** WRITTEN TASKS **
(1) Count the lines in the rows below that contain the string "snowdrop", treating uppercase and lowercase as different. Give only the number.
(2) Extend the essay below about remembering an English grandmother, starting right after its final sentence.

** DOCUMENT SEGMENT **
--- begin ---

I am standing in the sandwich line. I am ordering the same sandwich I always order, chatting with the same lovely lady about peonies and the month of May. And because it is what everyone talks about, because two billion people watched the parade, the vows, the kiss on the balcony of Buckingham Palace, we are talking about England.
And my heart skips a couple of beats. The others in the line are laughing at the hats, discussing with rapture the lace dress, the veil, the Queen's yellow dress. I am reeling, the weight of remembering suddenly heavy.
Sometimes I forget what I am carrying around with me. I am carrying her inside me, my English grandmother, and carrying inside me this new and strange reality: she is gone. She is asleep in the Lord. She is in a mystery of love, a mystery of knowing and restoration and peace and all of these good words that should taste like water but today taste like dust.
And there, holding my sandwich in front of me with a hesitant look on my face, I remember.
I remember her smiling at me, maybe catching glimpses of her younger self in my twirling skirts and staunch refusal to do anything but read, read, read. I remember her pouring tea, and her house slippers, and how she looked concentrated when she cooked. And how she used to feed the black lab sponge cake. And how one Thanksgiving she made a turkey for me and Mom and we ate it in the living room by the crackling fire and she proudly displayed an apple pie, "for us Americans."
Why do we remember? Why do we watch London on scratchy video footage and ache in our guts for a home, a grandmother, a self that has slipped beyond our grasping fingers?
I am standing in the middle of my twenty year old life aching to run back to age seven.
And I wrote yesterday about jumping up and down as an Easter girl, and I want to, but how? How do we slip into joy when we hold in our hands the hard things? I wonder all of this as I walk back up the stairs to work, as I feel the afternoon drift by me, as I look in at spring. And I remember how all of this joy keeps marrying itself to homesickness. I sat on the T on Saturday night and suddenly longed for the cool female voice of the DC Metro ("Step back, doors closing"), and for Lincoln Park in October, for the swift wind over the Atlantic at Lillie's house listening to her play the piano...

--- end ---

** GIVEN RECORDS **
--- begin ---

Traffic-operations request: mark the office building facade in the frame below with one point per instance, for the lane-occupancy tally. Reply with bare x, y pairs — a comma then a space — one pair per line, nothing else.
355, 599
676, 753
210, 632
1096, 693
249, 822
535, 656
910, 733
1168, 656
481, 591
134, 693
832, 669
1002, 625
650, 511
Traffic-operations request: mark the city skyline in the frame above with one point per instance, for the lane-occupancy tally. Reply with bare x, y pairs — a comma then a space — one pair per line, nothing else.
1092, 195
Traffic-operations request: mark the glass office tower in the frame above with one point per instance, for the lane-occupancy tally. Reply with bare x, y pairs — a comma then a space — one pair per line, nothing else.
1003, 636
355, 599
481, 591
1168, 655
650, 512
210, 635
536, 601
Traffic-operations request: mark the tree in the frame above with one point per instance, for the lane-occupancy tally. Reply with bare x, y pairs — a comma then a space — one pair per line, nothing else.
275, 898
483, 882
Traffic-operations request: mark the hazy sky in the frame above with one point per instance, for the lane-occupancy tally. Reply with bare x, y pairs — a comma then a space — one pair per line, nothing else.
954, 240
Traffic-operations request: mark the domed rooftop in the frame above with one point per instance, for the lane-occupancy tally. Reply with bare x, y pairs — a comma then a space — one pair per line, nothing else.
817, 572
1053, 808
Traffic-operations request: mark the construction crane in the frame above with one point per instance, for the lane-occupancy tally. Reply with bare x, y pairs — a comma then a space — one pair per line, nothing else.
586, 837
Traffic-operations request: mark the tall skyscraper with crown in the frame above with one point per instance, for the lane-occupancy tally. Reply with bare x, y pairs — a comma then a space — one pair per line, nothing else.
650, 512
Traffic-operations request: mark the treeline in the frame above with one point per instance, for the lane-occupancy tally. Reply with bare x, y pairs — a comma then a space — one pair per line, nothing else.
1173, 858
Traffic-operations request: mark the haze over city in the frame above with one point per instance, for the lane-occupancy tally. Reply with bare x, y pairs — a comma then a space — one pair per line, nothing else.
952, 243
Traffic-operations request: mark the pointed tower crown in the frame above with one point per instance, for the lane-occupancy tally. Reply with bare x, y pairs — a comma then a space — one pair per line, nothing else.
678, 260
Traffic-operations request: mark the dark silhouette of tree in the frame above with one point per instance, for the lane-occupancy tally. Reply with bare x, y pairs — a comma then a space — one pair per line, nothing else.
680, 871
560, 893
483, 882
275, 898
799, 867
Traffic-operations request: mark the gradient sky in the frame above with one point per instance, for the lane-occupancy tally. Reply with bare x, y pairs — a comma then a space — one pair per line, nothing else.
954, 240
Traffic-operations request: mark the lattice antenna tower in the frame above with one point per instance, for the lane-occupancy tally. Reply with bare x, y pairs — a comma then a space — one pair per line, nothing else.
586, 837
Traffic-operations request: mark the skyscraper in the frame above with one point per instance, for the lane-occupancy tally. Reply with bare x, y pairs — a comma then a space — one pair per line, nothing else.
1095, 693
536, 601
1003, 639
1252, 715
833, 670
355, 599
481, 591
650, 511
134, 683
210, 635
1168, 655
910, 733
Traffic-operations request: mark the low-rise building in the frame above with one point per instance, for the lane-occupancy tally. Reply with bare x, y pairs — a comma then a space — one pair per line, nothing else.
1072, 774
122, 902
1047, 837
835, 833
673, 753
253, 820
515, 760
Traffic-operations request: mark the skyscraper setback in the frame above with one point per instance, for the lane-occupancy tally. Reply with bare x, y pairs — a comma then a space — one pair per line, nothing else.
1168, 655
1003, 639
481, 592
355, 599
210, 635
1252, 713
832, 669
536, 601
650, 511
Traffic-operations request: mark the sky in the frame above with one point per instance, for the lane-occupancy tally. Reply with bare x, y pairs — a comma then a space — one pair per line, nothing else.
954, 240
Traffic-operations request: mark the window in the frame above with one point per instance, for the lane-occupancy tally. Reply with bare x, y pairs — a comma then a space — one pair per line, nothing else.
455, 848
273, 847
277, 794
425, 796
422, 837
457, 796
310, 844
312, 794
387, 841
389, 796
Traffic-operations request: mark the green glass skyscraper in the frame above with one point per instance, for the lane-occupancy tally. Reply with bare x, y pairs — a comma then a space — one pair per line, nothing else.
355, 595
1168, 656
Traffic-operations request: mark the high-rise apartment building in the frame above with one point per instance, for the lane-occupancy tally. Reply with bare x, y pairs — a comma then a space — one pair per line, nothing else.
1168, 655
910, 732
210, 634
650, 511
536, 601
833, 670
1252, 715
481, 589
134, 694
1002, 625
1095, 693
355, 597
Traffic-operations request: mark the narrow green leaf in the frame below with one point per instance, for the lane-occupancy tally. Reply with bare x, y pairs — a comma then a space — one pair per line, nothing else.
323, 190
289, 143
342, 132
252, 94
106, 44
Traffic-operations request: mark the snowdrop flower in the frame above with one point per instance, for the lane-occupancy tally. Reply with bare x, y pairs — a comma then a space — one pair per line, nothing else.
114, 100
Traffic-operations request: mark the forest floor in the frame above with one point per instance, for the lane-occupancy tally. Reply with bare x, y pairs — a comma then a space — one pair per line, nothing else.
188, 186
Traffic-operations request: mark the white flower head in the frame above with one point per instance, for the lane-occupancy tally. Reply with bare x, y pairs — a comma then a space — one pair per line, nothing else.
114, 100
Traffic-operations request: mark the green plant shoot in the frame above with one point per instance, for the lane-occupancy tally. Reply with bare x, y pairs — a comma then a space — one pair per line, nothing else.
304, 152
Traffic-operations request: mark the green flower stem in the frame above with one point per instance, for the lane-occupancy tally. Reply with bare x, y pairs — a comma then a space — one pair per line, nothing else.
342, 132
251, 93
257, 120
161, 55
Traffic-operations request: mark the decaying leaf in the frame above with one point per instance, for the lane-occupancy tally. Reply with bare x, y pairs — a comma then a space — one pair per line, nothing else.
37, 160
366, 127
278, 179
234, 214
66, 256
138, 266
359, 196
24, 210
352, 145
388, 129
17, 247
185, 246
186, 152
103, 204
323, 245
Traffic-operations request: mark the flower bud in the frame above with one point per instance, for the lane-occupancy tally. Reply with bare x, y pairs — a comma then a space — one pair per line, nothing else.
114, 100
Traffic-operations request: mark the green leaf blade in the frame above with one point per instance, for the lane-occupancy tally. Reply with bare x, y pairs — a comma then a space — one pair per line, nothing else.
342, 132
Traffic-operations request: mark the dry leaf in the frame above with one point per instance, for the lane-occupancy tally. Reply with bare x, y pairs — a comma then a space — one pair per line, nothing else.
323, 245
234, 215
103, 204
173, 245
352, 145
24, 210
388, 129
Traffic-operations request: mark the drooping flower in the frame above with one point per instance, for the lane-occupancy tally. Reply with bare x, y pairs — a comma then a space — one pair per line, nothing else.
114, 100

--- end ---

** PER-TASK OUTPUTS **
(1) 1

(2)
And I keep waiting for the small voice that usually speaks from my left ventricle, a voice of rationality, a voice of theology, a voice that says what is true about God's goodness and His love and what is true about practicing joy.
But I find myself instead just waiting. No words to ignite, no story to spin. I'm waiting for Him. And as I wait, I hear the Psalm 63, verses 1 through 8:
1 You, God, are my God,
earnestly I seek you;
I thirst for you,
my whole being longs for you,
in a dry and parched land
where there is no water.
2 I have seen you in the sanctuary
and beheld your power and your glory.
3 Because your love is better than life,
my lips will glorify you.
4 I will praise you as long as I live,
and in your name I will lift up my hands.
5 I will be fully satisfied as with the richest of foods;
with singing lips my mouth will praise you.
6 On my bed I remember you;
I think of you through the watches of the night.
7 Because you are my help,
I sing in the shadow of your wings.
8 I cling to you;
your right hand upholds me.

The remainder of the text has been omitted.